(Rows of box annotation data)
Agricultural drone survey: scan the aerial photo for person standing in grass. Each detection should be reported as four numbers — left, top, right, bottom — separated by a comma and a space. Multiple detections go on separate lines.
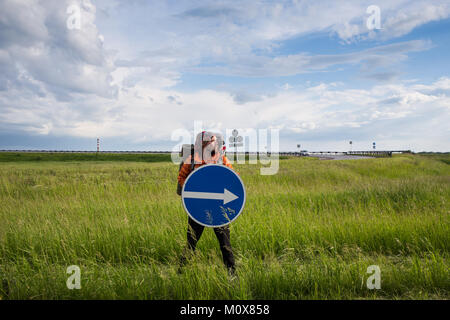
178, 131, 235, 274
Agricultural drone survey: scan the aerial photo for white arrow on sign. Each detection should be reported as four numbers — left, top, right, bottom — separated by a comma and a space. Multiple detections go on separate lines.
183, 189, 239, 204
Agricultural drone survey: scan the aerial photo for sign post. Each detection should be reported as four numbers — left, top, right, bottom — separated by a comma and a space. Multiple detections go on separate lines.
181, 164, 246, 228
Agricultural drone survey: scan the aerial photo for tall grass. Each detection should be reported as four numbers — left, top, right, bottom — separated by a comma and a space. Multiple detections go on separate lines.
0, 155, 450, 299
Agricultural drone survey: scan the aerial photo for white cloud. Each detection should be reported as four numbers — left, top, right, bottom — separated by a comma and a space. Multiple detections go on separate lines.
0, 0, 116, 100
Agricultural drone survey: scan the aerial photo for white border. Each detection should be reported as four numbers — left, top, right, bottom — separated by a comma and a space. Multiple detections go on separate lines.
181, 163, 247, 228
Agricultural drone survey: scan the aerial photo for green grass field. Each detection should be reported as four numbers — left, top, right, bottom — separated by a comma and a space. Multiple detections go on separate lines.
0, 153, 450, 299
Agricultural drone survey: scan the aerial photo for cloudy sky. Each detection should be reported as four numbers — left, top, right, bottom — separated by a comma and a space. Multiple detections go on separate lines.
0, 0, 450, 151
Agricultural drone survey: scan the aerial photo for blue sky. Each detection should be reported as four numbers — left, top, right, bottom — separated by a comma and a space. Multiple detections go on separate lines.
0, 0, 450, 151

:: Given problem ::
Give the records from the line containing "Agricultural drone survey: scan the aerial photo for cloudy" through the end of the records as a two-column CSV with the columns text and answer. Use one row per record, put each value in its own quoted field, and replace line breaks with spaces.

:: Full response ::
text,answer
"Agricultural drone survey: scan the aerial photo for cloudy sky. Each detection should be reported as four numbers — left, top, right, bottom — separated by a comma and a space. Multiple detections go on separate lines.","0, 0, 450, 151"
"Agricultural drone survey: scan the aerial photo for blue sky. Each detection should be reported as four numbers — left, top, right, bottom — separated by a comma and a space. Multiple detections go on separate lines.","0, 0, 450, 151"